Neuauflage eines Prozesses

■ Hans Modrow, ehemaliger SED-Bezirkssekretär, kommt erneut wegen Fälschung der 89er Wahl vor Gericht

Dresden (taz) – Erst der ungültige, dann der verhinderte, nun der kurze Prozeß. Hans Modrow, einstiger 1. Sekretär der SED-Bezirksleitung Dresden, wird am 2. August vor Gericht stehen, angeklagt wegen Wahlfälschung.

Die vom Bundesgerichtshof geforderte Revisionsverhandlung war im April schon einmal anberaumt worden. Damals erkrankte Modrows Verteidiger, der 72jährige Staranwalt Friedrich Wolff. Diesmal hat der vorsitzende Richter, Thomas Spiegelhalter, vorgesorgt. Modrow steht eine zweite Verteidigerin zur Seite. Von ursprünglich sechs Verhandlungsterminen bleiben vier. Das Landgericht will sich kurz fassen und die Strafhöhe neu bestimmen.

◆ ◆ ◆

▶ [ZU BEARBEITENDE AUFGABEN]:
1) Filtere aus der Auflistung jede Zeile heraus, in der die Zeichenfolge „blurred“ vorkommt, und achte dabei auf Groß- und Kleinschreibung.
2) Schreibe den Zeitungsbericht über den Modrow-Prozess im Anschluss an seinen letzten Satz weiter.
Der Zeitungsbericht über den Modrow-Prozess und die Auflistung haben nichts miteinander zu tun.

▶ [Einträge aus einem Datensatz]:
◆ ◆ ◆

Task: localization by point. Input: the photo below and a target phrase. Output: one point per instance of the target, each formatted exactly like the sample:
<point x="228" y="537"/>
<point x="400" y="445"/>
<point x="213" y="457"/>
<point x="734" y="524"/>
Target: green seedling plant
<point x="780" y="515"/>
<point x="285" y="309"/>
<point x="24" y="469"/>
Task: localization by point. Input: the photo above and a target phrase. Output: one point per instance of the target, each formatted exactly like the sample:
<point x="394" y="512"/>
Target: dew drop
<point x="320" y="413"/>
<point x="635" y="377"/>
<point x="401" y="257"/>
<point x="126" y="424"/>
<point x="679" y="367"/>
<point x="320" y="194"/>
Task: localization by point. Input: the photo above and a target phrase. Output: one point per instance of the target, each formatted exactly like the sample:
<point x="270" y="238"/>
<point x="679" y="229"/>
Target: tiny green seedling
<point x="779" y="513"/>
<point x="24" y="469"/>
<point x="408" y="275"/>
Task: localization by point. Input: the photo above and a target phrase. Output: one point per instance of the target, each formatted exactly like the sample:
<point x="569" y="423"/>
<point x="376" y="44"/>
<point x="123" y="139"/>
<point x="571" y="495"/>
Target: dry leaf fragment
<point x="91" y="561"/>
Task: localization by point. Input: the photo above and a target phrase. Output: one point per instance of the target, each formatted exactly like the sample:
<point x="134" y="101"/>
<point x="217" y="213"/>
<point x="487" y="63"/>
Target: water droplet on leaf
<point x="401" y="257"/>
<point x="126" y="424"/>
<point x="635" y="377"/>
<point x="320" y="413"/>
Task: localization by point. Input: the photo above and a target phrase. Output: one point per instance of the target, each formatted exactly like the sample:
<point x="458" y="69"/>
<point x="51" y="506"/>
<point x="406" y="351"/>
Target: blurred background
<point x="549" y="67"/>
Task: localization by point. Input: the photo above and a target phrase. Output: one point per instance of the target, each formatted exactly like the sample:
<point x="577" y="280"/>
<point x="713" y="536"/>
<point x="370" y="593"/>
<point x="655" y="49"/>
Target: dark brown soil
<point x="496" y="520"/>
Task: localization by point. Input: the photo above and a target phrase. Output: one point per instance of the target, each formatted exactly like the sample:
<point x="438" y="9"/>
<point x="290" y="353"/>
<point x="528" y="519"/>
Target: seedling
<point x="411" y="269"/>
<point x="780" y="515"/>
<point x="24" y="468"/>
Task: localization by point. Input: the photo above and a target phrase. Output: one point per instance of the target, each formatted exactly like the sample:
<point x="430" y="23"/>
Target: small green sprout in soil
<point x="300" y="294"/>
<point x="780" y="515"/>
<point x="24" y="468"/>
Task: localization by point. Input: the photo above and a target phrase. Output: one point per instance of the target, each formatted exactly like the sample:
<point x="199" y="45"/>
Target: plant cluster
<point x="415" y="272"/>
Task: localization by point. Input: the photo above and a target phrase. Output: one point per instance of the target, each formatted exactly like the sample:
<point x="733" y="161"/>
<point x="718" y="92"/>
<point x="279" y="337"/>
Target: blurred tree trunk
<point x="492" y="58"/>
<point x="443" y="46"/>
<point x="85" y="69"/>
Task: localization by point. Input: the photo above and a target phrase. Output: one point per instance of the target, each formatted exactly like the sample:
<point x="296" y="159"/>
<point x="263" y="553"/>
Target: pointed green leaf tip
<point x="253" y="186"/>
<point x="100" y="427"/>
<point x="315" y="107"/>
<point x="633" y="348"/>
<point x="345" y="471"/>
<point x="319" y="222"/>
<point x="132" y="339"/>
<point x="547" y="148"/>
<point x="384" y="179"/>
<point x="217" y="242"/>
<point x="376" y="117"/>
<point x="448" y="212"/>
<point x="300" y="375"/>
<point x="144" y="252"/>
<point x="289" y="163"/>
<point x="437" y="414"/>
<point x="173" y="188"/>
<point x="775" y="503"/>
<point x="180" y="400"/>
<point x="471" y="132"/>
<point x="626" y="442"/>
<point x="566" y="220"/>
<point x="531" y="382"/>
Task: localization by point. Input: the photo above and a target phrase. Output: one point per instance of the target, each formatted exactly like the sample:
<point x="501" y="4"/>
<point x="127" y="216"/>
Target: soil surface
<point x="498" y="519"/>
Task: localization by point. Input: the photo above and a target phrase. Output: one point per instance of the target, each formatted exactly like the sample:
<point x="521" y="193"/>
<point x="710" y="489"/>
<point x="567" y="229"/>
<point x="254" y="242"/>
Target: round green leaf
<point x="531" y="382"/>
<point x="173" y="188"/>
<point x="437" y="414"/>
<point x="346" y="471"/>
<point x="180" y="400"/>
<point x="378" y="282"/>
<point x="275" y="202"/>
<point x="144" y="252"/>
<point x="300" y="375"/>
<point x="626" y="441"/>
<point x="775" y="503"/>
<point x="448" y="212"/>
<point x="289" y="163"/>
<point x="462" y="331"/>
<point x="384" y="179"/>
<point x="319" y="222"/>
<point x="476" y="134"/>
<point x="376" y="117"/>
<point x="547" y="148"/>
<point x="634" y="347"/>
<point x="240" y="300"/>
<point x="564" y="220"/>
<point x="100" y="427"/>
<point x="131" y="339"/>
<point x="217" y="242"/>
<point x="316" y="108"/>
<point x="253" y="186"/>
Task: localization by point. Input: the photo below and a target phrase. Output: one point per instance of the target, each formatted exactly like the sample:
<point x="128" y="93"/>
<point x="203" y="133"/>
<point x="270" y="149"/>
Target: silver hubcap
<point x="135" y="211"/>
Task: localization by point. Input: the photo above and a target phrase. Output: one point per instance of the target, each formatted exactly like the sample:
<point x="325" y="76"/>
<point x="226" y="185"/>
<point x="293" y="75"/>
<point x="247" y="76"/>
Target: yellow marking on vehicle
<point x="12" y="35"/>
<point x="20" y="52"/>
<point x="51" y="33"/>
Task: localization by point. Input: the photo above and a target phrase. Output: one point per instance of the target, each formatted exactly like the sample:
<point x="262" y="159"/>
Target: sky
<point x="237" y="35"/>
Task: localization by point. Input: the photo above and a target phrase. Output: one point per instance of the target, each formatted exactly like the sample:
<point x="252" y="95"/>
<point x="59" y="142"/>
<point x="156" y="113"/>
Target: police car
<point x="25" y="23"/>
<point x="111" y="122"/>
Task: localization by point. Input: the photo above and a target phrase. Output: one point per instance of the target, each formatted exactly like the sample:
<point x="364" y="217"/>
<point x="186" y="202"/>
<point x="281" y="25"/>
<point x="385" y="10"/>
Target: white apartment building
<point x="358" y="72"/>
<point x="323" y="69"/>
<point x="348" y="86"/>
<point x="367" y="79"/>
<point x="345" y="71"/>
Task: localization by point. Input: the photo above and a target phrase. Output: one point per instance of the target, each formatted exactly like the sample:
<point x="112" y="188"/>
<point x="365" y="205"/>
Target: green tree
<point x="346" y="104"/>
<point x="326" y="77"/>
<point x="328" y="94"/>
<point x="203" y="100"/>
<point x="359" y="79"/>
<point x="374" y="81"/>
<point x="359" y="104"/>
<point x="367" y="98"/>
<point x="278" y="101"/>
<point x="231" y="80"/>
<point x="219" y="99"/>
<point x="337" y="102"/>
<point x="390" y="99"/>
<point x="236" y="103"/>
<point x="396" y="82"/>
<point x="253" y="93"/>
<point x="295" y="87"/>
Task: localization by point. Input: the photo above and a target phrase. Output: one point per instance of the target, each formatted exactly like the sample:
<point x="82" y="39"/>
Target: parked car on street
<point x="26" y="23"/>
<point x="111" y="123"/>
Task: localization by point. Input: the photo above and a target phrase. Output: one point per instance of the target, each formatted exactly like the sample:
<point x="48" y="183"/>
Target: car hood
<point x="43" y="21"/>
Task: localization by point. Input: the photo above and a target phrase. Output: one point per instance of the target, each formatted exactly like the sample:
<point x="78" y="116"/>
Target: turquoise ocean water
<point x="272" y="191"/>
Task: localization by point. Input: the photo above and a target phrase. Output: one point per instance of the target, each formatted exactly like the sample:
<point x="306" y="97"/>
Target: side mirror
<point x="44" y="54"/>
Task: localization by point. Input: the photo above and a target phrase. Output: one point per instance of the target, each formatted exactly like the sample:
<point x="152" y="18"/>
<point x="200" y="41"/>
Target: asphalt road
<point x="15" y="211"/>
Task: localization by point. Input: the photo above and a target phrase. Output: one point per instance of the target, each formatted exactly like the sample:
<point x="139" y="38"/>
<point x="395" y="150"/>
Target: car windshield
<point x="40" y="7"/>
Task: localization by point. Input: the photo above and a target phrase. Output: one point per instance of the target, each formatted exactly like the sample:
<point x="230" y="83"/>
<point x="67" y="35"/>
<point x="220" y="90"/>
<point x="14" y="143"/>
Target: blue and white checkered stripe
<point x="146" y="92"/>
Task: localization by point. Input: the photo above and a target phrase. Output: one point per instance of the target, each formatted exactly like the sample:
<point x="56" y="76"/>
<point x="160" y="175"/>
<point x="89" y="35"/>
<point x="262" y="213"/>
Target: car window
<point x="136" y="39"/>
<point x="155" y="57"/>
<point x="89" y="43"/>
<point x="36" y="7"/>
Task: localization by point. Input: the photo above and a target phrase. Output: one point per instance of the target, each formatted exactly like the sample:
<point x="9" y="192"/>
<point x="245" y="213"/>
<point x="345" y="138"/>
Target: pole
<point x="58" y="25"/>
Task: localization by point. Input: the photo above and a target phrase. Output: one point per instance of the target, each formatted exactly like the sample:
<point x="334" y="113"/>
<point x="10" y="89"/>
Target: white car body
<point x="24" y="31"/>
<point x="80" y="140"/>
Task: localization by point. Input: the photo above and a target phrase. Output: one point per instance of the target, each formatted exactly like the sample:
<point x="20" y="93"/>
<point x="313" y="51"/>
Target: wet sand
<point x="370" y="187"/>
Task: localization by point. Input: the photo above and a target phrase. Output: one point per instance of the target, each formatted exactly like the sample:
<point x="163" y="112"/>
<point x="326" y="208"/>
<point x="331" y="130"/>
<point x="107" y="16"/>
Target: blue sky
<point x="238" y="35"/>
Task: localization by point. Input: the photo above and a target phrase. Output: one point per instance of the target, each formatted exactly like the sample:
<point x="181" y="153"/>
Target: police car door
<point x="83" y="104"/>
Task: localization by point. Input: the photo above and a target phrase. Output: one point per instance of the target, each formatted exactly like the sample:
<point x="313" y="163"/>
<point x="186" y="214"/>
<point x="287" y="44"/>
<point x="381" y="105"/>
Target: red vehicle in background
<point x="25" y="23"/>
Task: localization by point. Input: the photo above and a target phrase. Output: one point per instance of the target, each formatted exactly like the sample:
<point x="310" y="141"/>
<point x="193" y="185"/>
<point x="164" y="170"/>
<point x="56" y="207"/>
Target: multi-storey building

◆ ◆ ◆

▶ [ANTWORTLISTE]:
1)
Target: blurred background
Target: blurred tree trunk

2)
So erspart es allen Beteiligten die Tortur, sämtliche Zeugen des ersten Modrow-Prozesses erneut anzuhören. Im Mai 1993 war die 3. Strafkammer unter Vorsitz von Richter Rainer Lips nach vier Verhandlungswochen zu der Auffassung gelangt, daß sich Modrow bei den DDR-Kommunalwahlen 1989 in vier Fällen der Wahlfälschung schuldig gemacht hat. Dieser Befund ist unstrittig. Zurückgewiesen haben die Karlsruher Bundesrichter aber die milde Strafe. Modrow und die drei Mitangeklagten waren „verwarnt“ worden, zudem mußten sie einige gemeinnützige Vereinskassen auffüllen.

Das Dresdner Landgericht habe „die Bedeutung von Wahlfälschungen in der ehemaligen DDR verkannt“, kritisiert der BGH den faktischen Freispruch. Offenbar hat die Anklagebehörde nun auf Eile gedrängt. Als der Prozeß nach Wolffs pünktlicher Erkrankung platzte, war von einer Verlegung auf Oktober die Rede.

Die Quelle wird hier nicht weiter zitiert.